*Material for the task*:
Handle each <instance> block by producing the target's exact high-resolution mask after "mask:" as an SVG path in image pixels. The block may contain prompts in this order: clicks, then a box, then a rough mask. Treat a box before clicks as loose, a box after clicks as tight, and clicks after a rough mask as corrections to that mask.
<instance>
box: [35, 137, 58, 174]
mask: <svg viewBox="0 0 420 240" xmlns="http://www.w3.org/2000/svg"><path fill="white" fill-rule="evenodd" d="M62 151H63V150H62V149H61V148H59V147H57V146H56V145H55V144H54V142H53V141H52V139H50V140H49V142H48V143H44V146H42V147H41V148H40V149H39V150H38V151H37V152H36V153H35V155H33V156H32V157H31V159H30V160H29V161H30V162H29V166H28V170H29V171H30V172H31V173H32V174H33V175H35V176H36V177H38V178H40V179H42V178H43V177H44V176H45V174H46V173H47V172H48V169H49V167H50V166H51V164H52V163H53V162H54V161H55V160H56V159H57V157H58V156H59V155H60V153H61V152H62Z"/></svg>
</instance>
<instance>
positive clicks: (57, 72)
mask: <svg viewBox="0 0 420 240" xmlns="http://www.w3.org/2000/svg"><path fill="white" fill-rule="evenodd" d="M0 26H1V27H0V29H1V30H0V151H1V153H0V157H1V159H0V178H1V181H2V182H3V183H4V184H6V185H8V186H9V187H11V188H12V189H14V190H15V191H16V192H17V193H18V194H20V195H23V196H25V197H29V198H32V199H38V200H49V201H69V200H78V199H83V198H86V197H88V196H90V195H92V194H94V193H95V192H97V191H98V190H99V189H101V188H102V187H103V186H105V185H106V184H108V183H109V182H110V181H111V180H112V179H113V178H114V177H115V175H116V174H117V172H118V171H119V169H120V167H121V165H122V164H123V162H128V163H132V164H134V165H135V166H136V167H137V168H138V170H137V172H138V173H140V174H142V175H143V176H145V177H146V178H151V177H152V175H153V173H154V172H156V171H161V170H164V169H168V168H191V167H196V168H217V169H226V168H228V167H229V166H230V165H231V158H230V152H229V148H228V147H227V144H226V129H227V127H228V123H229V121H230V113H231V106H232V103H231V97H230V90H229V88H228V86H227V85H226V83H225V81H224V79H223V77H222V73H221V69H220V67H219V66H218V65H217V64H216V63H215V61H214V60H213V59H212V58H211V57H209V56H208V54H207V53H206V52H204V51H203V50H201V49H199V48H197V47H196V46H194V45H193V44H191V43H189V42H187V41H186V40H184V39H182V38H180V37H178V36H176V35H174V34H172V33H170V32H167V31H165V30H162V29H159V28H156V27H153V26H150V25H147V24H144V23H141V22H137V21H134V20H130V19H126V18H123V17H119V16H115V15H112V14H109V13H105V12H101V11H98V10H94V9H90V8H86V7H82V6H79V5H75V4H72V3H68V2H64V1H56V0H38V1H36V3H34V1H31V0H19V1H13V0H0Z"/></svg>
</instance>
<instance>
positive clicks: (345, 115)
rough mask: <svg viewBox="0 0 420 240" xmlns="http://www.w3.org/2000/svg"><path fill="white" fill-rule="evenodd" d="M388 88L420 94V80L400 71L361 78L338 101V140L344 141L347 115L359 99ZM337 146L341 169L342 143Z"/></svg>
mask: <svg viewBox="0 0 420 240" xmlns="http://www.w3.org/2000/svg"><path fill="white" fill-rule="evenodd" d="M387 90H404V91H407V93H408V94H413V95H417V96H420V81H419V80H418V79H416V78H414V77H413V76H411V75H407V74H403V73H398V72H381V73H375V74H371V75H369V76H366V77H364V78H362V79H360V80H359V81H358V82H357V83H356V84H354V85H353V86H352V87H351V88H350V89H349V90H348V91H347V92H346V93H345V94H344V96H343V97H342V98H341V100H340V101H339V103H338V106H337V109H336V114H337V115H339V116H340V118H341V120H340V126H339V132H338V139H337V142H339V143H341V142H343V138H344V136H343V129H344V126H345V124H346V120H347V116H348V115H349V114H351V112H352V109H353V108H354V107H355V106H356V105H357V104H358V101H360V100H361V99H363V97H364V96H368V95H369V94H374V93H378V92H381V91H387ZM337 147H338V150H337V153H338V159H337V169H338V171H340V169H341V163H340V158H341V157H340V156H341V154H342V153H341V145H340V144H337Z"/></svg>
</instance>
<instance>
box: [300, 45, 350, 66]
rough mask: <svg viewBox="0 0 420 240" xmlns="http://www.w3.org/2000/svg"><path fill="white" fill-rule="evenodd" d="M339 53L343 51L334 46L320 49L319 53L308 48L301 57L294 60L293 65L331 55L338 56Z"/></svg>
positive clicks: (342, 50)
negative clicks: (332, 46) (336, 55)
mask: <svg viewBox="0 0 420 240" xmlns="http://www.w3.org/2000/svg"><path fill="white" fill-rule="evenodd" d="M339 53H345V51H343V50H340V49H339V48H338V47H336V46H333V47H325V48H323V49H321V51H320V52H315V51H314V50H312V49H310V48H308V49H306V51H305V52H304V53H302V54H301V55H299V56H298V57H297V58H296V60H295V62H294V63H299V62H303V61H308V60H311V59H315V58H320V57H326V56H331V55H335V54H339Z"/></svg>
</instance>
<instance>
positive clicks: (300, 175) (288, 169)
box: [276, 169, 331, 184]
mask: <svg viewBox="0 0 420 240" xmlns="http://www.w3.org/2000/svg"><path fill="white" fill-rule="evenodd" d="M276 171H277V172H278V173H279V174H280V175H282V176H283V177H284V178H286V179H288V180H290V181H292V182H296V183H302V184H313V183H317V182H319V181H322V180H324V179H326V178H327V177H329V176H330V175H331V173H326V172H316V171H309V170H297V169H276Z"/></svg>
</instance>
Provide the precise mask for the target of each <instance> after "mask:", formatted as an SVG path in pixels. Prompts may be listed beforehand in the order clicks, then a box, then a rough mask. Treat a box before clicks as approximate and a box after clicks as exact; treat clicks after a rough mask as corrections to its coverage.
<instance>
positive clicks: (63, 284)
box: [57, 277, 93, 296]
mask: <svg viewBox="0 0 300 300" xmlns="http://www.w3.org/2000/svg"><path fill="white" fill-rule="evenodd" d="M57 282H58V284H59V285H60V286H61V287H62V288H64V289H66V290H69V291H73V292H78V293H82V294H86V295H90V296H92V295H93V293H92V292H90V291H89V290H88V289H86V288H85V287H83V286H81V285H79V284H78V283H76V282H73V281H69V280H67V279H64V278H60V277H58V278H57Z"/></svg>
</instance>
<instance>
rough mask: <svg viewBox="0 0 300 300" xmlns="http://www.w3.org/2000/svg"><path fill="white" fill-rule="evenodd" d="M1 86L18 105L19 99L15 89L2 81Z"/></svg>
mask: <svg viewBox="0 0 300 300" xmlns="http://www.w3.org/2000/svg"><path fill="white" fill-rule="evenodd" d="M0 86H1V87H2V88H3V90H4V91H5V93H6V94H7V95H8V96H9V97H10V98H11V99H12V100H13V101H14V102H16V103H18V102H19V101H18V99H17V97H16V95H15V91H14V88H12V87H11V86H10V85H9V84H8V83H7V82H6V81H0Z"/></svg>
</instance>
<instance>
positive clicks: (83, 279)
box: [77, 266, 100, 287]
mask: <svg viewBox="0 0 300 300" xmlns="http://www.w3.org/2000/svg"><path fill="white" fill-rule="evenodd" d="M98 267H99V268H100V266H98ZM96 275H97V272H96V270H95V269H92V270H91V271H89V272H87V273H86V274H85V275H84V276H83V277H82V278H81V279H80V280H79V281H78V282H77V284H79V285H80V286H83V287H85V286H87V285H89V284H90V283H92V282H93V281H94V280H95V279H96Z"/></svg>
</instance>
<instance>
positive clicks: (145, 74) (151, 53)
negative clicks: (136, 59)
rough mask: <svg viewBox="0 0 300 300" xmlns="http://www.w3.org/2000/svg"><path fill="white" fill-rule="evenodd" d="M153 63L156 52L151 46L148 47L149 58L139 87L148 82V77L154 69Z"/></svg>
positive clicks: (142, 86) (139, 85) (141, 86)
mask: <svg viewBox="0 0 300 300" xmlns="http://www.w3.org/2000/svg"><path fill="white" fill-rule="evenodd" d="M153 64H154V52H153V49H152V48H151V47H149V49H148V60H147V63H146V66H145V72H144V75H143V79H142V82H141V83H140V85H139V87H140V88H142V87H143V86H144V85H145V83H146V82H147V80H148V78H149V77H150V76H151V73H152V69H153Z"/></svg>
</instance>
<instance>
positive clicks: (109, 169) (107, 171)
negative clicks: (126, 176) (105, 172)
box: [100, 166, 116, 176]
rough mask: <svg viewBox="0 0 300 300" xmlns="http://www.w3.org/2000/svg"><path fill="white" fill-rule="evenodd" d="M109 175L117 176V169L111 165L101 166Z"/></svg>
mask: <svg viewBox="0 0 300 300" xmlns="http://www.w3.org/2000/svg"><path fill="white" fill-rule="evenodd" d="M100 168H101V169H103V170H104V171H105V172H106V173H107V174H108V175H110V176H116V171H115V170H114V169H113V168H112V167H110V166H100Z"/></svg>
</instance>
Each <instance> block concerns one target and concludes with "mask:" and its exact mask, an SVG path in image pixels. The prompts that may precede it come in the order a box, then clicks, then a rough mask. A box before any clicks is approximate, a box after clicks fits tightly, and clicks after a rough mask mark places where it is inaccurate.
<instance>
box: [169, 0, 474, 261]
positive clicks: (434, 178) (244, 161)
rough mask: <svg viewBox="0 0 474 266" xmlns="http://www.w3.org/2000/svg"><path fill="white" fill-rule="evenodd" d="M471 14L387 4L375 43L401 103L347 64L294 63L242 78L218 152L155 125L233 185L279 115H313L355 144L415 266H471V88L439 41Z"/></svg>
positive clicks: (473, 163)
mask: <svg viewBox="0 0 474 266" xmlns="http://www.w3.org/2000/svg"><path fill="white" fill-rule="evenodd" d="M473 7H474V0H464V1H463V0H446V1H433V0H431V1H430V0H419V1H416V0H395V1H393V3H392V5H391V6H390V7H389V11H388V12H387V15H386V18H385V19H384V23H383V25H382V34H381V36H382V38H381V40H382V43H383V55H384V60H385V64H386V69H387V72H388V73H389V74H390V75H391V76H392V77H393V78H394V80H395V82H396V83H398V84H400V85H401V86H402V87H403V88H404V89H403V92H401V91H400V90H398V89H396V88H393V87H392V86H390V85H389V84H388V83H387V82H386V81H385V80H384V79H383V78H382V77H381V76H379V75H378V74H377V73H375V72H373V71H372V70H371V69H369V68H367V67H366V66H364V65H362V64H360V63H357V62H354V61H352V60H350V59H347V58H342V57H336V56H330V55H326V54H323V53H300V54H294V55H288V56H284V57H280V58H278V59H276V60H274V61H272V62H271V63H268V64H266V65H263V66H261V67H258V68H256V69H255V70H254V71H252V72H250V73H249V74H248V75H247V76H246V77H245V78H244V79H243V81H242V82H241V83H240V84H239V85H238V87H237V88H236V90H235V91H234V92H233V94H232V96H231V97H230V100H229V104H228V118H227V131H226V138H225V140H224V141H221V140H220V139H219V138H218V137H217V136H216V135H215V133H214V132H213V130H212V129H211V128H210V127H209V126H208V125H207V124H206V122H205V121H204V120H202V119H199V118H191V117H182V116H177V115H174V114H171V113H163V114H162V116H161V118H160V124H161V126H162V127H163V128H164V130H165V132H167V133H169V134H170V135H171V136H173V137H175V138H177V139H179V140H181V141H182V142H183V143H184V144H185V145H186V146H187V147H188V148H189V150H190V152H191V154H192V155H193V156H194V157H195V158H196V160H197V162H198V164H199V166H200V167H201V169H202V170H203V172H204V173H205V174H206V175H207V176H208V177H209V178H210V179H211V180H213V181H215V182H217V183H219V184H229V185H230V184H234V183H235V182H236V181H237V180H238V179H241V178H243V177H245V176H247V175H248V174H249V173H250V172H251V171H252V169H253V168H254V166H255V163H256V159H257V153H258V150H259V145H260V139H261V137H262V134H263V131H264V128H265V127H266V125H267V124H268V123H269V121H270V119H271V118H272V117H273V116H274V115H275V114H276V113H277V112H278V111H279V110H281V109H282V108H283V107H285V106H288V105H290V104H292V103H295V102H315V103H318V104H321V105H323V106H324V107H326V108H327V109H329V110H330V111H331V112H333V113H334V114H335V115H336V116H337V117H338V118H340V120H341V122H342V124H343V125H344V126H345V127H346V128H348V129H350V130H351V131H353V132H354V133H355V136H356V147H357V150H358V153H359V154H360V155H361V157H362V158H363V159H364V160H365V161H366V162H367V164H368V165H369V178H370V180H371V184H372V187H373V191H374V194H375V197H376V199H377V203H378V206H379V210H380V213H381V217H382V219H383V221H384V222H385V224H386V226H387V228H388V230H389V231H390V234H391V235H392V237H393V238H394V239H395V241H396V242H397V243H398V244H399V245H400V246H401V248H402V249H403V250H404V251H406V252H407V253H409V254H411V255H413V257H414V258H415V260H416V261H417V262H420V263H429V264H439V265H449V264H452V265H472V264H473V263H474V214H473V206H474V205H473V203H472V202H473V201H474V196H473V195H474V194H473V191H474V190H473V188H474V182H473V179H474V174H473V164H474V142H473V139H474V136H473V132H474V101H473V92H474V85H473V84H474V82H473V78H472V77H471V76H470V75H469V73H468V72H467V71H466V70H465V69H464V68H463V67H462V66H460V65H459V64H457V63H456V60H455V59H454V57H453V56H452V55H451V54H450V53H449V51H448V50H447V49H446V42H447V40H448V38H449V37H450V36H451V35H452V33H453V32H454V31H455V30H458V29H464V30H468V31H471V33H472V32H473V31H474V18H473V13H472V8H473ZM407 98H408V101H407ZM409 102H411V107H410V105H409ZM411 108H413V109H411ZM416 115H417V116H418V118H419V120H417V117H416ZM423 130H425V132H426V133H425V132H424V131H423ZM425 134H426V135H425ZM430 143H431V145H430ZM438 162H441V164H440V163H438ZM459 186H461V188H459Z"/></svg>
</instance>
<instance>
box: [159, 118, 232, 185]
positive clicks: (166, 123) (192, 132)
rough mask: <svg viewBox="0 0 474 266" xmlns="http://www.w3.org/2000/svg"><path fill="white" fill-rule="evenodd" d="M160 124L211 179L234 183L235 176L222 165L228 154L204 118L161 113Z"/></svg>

*Assignment*: Only the lines with "block" are needed; find them in the records and copy each one.

*Task output*:
Handle each <instance> block by producing the target's exact high-resolution mask after "mask:" as an SVG path in image pixels. The block may contain prompts in this order: clicks, then a box, then a rough mask. Treat a box before clicks as loose, a box after clicks as tight, and clicks after a rough mask as corrections to that mask.
Each <instance> block concerns one target and concludes with "mask:" and its exact mask, an SVG path in image pixels. The prompts that may precede it come in the order a box, then clicks, then a rough mask. A box before any clicks is approximate, a box after clicks fits tightly, and clicks after a rough mask mark places where it is inaccurate.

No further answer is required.